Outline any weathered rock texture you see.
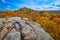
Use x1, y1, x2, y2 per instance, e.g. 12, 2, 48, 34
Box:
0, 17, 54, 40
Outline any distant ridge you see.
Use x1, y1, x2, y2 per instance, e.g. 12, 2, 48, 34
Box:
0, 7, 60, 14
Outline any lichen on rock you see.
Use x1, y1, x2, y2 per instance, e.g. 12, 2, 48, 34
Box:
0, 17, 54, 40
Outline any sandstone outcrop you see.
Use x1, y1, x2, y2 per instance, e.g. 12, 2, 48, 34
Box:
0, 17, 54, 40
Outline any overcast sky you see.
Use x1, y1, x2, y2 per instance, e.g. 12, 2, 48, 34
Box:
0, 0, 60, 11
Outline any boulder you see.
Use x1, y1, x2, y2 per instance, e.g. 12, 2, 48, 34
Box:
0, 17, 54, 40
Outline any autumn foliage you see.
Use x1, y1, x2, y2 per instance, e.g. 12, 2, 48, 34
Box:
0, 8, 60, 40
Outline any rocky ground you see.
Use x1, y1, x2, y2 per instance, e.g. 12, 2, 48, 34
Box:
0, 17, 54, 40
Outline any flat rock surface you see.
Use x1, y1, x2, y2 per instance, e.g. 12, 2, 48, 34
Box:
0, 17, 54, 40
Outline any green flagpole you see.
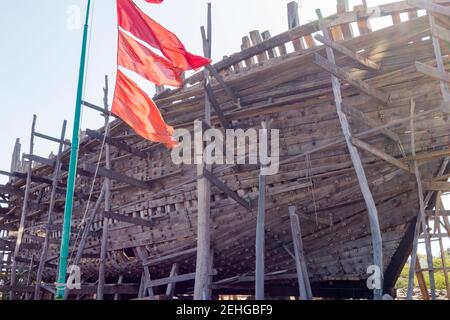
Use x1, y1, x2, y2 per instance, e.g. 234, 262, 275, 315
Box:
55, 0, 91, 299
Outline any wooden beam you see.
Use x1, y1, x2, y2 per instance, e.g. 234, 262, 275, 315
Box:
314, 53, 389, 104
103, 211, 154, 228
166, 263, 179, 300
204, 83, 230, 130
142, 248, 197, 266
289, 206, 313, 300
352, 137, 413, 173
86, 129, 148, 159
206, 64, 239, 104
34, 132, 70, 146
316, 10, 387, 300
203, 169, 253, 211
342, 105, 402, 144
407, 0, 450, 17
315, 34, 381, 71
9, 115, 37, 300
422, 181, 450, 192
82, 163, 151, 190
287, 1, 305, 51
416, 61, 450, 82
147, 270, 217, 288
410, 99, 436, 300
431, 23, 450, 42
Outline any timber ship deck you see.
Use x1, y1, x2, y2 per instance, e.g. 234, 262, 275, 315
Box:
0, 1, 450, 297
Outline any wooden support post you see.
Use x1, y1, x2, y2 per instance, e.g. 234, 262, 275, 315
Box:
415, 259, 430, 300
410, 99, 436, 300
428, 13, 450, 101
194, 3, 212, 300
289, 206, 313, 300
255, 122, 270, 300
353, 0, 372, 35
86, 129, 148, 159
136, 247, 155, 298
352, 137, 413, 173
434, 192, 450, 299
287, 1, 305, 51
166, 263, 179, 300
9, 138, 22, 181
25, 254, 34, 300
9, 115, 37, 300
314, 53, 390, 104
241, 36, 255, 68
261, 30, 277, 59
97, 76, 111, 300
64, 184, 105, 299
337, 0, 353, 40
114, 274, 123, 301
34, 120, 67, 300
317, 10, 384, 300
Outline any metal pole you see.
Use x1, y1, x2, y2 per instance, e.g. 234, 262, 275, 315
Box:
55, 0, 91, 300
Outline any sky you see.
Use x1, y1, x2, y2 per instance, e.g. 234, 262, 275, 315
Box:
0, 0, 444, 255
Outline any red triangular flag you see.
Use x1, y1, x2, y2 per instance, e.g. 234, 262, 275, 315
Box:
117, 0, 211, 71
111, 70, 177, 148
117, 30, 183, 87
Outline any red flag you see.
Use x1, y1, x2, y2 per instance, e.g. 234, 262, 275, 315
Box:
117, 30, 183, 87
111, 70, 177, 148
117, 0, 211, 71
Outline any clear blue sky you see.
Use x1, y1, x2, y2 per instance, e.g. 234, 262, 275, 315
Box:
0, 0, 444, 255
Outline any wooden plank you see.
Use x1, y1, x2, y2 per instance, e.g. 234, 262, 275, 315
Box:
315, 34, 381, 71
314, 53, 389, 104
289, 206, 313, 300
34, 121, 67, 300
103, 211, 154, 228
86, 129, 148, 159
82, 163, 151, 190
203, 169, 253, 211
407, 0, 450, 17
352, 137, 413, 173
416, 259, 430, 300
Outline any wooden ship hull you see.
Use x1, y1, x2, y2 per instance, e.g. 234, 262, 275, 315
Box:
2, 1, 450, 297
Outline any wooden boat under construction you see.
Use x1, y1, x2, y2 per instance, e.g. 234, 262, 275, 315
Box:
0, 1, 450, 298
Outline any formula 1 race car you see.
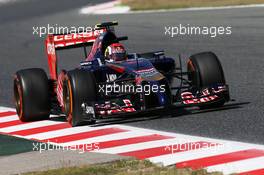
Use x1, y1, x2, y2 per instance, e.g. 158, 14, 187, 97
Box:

## OBJECTIF DE L'EXERCICE
Recopiez le matériel depuis son début jusqu'à la ligne contenant « 0, 1, 450, 297 », incluse, en remplaçant « Outline » par « Mark » et sans rien modifier d'autre. Laissez les images hors de votre réponse.

## RÉPONSE CI-DESSOUS
Mark any weathered rock texture you see.
Use x1, y1, x2, y2 per instance, e.g. 12, 2, 48, 34
Box:
0, 17, 54, 40
Mark any distant ridge you see.
Use x1, y1, x2, y2 per instance, e.g. 12, 2, 48, 34
Box:
0, 7, 60, 14
Mark any lichen on rock you see.
Use x1, y1, x2, y2 per instance, e.g. 12, 2, 48, 34
Box:
0, 17, 54, 40
Mark any sandstone outcrop you see.
Use x1, y1, x2, y2 per instance, e.g. 12, 2, 48, 34
Box:
0, 17, 54, 40
Mark any overcast sky you see.
Use x1, y1, x2, y2 per instance, e.g. 12, 2, 48, 34
Box:
0, 0, 60, 11
Mark any boulder you see.
Use x1, y1, x2, y2 per instance, e.g. 12, 2, 48, 34
Box:
0, 17, 54, 40
Mark any autumn foliage you see.
Use x1, y1, x2, y2 per instance, e.g. 12, 2, 48, 34
Box:
0, 8, 60, 40
Mark any rocky ground you see.
Use x1, y1, x2, y2 per instance, e.g. 12, 2, 48, 34
Box:
0, 17, 54, 40
Mark any flat rock surface you see.
Use x1, y1, x2, y2 per instance, e.g. 12, 2, 48, 34
Box:
0, 17, 54, 40
Mark any green flagpole you see.
Use x1, y1, x2, y2 per instance, e.g. 234, 262, 275, 315
Box:
55, 0, 91, 299
Mark any wooden beam you see.
Use x1, y1, x2, y2 per instance, e.g. 234, 262, 275, 315
Box:
314, 53, 389, 104
103, 211, 154, 228
166, 263, 179, 300
204, 83, 230, 130
142, 248, 197, 266
289, 206, 313, 300
352, 137, 413, 173
86, 129, 148, 159
206, 64, 239, 104
34, 132, 70, 146
316, 10, 387, 300
203, 169, 253, 211
342, 105, 402, 144
407, 0, 450, 17
315, 34, 381, 71
9, 115, 37, 300
422, 181, 450, 192
82, 163, 151, 190
287, 1, 305, 51
416, 61, 450, 82
147, 270, 217, 288
410, 99, 436, 300
431, 23, 450, 42
Mark any timber ship deck you see.
Use x1, y1, x2, y2 per instance, e.g. 234, 262, 275, 315
Box:
0, 1, 450, 297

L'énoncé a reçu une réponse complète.